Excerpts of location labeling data
⟨
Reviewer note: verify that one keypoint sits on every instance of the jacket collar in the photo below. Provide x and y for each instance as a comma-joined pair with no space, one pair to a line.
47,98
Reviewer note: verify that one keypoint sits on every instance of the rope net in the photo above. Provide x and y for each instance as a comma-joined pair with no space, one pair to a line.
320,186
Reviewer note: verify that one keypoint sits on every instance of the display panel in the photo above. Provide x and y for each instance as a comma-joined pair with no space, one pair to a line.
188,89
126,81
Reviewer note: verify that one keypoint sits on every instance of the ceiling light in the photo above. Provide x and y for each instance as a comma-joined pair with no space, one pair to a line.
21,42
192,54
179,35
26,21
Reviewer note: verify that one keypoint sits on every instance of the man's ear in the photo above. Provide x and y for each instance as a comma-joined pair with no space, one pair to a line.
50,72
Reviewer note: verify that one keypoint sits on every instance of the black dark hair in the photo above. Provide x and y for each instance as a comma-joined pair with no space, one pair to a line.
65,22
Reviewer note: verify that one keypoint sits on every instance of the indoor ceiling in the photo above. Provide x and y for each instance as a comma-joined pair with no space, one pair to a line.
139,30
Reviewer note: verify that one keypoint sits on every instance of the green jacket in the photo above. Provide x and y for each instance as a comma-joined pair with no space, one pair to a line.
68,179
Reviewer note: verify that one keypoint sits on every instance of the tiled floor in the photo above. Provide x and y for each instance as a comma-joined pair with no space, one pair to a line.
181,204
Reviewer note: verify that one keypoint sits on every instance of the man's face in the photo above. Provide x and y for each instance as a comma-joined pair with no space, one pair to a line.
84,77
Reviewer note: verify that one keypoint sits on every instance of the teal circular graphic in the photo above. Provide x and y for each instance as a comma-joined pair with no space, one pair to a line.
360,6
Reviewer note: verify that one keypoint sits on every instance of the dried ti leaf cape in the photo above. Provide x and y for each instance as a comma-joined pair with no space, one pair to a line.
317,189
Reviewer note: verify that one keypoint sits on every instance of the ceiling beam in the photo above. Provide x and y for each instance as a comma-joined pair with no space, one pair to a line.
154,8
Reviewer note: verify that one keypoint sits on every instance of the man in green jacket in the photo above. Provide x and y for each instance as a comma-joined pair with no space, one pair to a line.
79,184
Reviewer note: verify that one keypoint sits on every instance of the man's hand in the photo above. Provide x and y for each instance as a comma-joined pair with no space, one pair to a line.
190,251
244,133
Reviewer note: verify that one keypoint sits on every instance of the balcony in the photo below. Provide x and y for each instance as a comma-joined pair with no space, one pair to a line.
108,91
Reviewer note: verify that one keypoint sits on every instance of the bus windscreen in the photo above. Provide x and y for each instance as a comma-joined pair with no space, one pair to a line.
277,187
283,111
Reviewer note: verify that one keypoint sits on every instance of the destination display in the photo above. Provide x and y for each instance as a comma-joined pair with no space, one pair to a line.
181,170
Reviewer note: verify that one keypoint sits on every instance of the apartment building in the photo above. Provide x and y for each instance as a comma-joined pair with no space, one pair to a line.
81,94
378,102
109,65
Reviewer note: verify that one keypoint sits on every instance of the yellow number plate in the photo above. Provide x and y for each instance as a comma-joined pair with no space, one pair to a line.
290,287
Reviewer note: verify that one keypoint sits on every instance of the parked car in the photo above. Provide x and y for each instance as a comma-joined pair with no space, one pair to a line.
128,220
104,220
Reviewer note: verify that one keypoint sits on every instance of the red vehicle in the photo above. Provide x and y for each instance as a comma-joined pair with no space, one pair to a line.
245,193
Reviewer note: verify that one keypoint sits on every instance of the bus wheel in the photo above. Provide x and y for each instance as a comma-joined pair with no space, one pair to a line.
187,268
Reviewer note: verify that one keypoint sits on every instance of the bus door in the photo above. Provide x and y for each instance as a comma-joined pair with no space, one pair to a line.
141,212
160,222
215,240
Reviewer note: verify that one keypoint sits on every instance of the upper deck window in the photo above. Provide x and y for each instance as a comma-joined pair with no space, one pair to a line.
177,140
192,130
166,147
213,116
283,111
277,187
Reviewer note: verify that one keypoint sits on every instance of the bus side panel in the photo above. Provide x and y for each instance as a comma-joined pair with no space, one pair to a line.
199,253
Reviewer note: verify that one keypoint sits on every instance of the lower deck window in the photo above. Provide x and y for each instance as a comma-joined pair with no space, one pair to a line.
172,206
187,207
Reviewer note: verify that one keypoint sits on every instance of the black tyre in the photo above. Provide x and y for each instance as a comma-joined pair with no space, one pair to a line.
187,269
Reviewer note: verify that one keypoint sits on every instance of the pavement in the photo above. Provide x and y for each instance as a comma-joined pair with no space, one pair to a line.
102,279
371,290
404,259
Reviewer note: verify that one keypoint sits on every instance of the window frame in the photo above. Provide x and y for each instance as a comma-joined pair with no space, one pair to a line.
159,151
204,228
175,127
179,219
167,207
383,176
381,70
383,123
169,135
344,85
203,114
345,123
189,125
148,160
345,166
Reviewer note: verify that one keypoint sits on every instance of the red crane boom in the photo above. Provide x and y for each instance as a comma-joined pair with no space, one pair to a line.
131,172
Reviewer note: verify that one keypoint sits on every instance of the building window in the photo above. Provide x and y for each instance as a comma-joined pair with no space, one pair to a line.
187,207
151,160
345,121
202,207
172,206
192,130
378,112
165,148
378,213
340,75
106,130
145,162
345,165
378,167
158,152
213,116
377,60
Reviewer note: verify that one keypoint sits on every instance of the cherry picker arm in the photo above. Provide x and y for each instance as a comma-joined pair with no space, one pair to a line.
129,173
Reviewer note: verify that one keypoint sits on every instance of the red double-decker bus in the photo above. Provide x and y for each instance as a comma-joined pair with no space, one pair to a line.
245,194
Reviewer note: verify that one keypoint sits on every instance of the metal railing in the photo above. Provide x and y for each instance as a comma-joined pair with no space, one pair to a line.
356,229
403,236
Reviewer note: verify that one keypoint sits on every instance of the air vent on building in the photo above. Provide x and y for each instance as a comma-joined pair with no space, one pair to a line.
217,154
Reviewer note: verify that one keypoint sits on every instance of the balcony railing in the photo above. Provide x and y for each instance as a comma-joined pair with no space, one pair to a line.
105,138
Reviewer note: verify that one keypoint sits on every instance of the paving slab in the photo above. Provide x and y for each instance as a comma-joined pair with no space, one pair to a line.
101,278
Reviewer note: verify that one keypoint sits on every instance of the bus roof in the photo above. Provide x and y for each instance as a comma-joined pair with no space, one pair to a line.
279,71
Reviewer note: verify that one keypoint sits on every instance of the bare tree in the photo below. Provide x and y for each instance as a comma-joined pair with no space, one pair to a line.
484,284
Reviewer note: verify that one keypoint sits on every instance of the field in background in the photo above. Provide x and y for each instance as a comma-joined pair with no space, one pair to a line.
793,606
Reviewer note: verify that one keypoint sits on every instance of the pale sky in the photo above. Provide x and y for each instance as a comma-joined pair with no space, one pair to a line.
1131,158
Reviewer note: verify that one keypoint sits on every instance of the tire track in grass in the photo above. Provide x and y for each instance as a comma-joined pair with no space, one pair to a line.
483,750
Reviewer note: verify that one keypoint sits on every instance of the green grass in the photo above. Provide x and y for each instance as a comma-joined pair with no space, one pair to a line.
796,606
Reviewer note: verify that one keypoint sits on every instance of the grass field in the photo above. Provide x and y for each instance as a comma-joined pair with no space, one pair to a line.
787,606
⟩
> **GIVEN PROBLEM**
Look above for the line that holds "of the pale", then copy it and each line after it exactly, through the last line of the data.

> **OUTPUT OF THE TASK**
Reviewer note: verify that one keypoint sits on every instance of the pale sky in the photo above. Provide x and y for each instance as a comma-joined pair with no space, one pair to a line.
1131,158
Reviewer note: verify that one keypoint sits on every instance of the tire track in grass in the photo above. Provide x and y for each instance as a comma-joined pair with no space, one pair to a line.
483,750
Reviewer note: verify that one keypoint sits on every instance of the green grass in the photo above. Provide x and y for each instance as a comma-joined pair with no space, one pair to a line.
796,606
Reviewer note: verify that one keypoint sits on every instance of the grass field in the photo above. Provide x and y for each instance as a comma-joined pair with no space, one pair to a line.
787,606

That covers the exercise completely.